* START *

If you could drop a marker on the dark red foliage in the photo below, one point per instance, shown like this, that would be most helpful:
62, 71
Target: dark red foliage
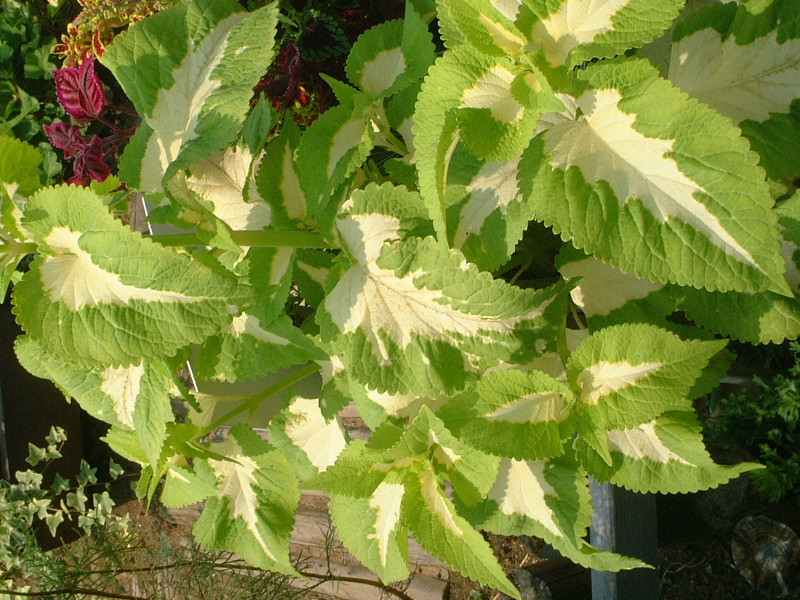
80, 91
88, 154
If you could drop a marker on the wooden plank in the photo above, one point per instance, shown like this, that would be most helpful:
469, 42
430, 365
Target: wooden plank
418, 587
625, 522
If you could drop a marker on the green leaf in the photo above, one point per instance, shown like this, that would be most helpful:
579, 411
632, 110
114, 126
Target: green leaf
665, 455
331, 150
189, 71
253, 514
391, 55
629, 374
251, 346
224, 180
413, 313
309, 440
491, 104
511, 413
97, 284
136, 397
278, 181
488, 26
443, 533
490, 217
549, 499
373, 531
570, 32
674, 182
607, 296
19, 171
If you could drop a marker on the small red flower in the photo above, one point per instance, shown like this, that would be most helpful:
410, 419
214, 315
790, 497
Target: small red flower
80, 92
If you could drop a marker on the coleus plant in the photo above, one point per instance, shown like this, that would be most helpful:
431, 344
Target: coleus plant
657, 161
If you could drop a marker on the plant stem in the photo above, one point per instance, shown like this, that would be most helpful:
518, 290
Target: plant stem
271, 239
76, 592
256, 399
12, 247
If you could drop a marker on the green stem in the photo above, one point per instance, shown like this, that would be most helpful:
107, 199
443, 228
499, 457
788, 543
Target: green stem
270, 239
12, 247
253, 401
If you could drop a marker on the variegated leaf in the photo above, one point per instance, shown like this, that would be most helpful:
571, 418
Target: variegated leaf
629, 374
511, 413
443, 533
96, 283
661, 171
135, 397
569, 32
222, 180
190, 72
398, 313
491, 104
373, 531
391, 55
252, 346
257, 497
744, 63
278, 181
607, 296
302, 433
666, 454
548, 499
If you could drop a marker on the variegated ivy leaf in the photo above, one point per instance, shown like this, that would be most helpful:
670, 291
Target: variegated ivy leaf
548, 499
570, 32
629, 374
97, 285
306, 437
673, 180
253, 345
253, 513
745, 64
666, 455
190, 72
373, 530
135, 397
391, 55
278, 181
511, 413
412, 313
607, 296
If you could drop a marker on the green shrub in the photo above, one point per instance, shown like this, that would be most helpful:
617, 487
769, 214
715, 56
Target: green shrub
765, 418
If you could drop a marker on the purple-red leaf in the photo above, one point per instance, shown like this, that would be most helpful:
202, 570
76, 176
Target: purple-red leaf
89, 162
80, 92
67, 137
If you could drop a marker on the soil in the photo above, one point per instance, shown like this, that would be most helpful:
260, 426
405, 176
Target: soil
695, 557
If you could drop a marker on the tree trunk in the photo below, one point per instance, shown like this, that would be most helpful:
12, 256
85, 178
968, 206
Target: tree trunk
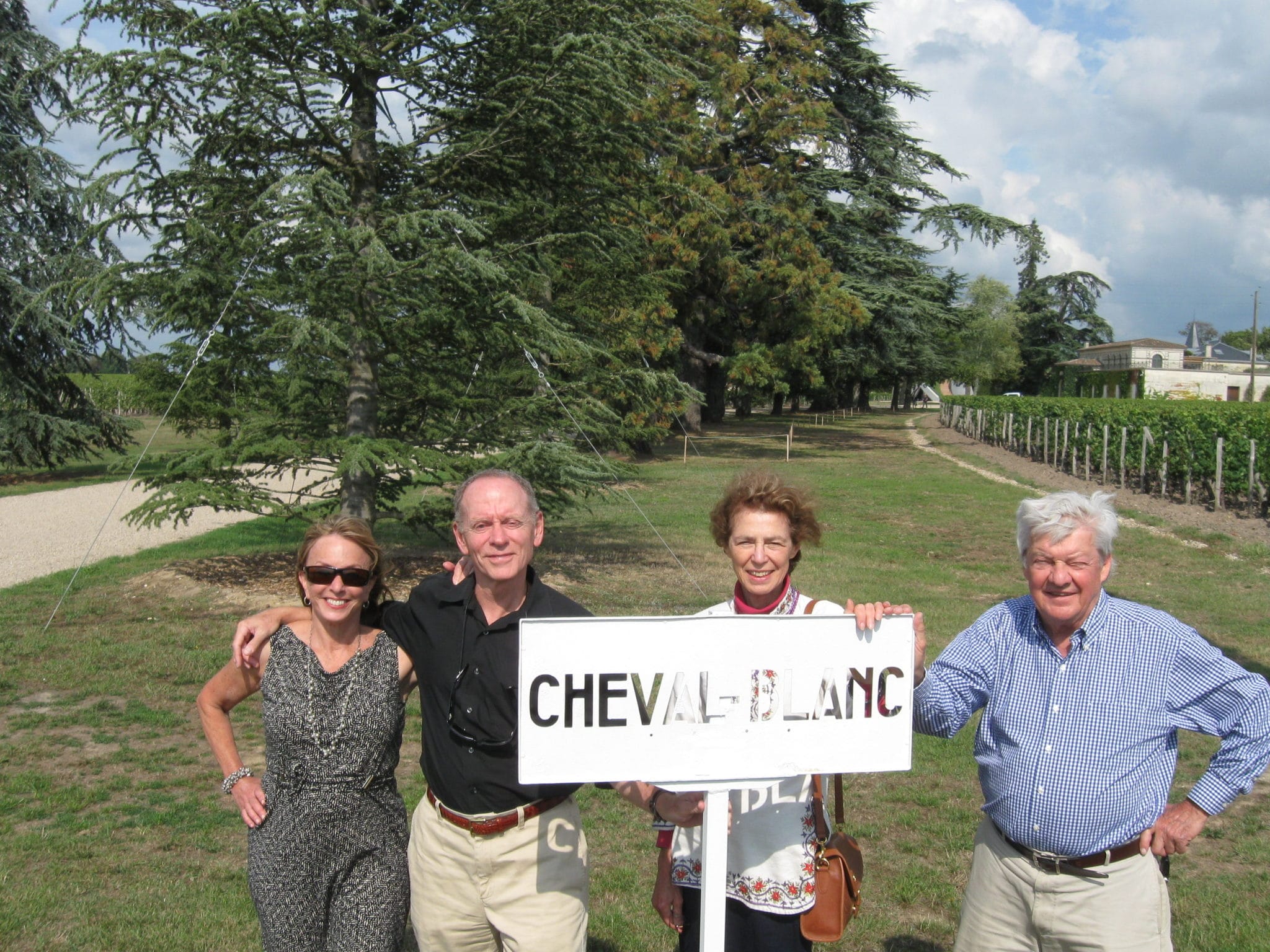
703, 371
362, 403
717, 394
863, 397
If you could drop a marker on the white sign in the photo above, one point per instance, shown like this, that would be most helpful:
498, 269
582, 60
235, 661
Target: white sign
713, 699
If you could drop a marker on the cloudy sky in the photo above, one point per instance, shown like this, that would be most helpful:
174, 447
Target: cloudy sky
1137, 133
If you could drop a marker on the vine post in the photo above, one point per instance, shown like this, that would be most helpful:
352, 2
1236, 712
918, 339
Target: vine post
1217, 485
1106, 438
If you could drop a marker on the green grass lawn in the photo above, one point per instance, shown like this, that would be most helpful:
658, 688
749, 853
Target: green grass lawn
109, 467
117, 838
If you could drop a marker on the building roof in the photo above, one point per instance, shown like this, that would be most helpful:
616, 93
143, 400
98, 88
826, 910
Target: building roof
1232, 355
1137, 342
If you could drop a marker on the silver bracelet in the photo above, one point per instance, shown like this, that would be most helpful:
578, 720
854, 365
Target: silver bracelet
228, 783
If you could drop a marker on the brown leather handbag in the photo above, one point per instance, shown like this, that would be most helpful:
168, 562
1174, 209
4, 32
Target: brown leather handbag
840, 868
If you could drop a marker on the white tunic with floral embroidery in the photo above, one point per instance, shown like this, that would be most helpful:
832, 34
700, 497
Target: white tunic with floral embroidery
773, 840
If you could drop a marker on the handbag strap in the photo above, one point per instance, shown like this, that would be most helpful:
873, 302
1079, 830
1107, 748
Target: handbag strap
822, 824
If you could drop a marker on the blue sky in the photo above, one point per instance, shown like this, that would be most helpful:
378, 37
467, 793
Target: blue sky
1137, 133
1134, 131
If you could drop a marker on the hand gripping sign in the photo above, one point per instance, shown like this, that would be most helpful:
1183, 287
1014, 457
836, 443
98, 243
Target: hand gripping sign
713, 702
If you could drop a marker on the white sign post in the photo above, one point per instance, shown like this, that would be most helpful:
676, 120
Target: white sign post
713, 703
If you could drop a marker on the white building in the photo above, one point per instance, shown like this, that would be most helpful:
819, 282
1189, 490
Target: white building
1162, 367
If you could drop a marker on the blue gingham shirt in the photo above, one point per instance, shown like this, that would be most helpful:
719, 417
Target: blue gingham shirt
1076, 754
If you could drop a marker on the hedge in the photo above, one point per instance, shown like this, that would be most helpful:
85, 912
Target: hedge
1181, 442
116, 392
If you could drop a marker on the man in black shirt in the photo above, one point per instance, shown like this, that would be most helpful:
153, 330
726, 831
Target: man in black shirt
494, 863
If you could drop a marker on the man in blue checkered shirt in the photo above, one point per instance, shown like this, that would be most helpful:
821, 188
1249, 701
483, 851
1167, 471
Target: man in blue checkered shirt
1082, 696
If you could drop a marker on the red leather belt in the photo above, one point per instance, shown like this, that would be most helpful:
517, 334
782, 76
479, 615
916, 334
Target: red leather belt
489, 826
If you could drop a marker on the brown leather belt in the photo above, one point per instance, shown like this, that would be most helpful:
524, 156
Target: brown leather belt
1076, 865
498, 823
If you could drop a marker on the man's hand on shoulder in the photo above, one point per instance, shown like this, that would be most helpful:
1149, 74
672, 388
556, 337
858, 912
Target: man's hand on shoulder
253, 632
1174, 831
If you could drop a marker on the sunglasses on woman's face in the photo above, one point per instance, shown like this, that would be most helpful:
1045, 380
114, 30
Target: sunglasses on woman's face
326, 575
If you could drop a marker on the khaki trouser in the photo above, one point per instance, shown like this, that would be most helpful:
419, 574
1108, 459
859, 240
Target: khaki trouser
522, 890
1013, 907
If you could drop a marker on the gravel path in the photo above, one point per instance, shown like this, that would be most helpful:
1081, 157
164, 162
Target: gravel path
45, 532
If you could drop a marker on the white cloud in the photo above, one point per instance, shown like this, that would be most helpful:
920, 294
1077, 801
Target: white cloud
1134, 131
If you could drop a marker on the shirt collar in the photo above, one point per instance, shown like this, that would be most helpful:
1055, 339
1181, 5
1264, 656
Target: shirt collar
1083, 637
465, 589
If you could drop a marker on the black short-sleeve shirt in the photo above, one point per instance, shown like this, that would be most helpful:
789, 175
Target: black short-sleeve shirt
443, 630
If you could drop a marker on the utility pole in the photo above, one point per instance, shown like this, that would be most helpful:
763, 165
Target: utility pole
1253, 363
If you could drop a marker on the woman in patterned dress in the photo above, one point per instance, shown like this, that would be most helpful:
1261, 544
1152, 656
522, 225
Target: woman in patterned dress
327, 828
762, 524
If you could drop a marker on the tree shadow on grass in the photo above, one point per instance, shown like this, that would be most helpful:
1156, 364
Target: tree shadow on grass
911, 943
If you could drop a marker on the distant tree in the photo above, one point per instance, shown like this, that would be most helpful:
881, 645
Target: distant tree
1207, 332
51, 259
985, 350
413, 195
873, 186
755, 299
1242, 339
1059, 312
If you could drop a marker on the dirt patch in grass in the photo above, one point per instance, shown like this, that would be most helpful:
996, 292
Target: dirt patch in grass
1194, 517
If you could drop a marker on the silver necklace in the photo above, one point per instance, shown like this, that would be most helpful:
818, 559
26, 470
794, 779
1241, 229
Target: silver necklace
355, 669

* END *

▶ **SET EXERCISE**
From the line containing "If you could drop a marker on the tree shadow" through the closing line of the material above, return every line exactly and omit all others.

▶ **CORRECT RESPONSE**
If you could drop a marker on the tree shadow on grass in the photo above, one point per instance, shown like this, that would be most helpful:
1156, 364
Target: tree shadow on grass
911, 943
If you could drop a marker on the distant tree in the photo above, one point per instance, shown like this, that would be most helpful:
881, 645
Target: distant tree
1207, 332
51, 259
985, 350
413, 195
873, 186
755, 299
1242, 339
1059, 312
If you could drop a marker on the dirt patch in grass in the photo above, one point per instance, shown like this, that would be most helpful:
996, 292
Target: dirt patch in grass
1194, 517
If you could drop a marker on the silver necklace in the photo above, one point per instance, shown like this, that would be most helpful:
818, 559
26, 470
794, 779
1241, 229
Target: silver necklace
355, 669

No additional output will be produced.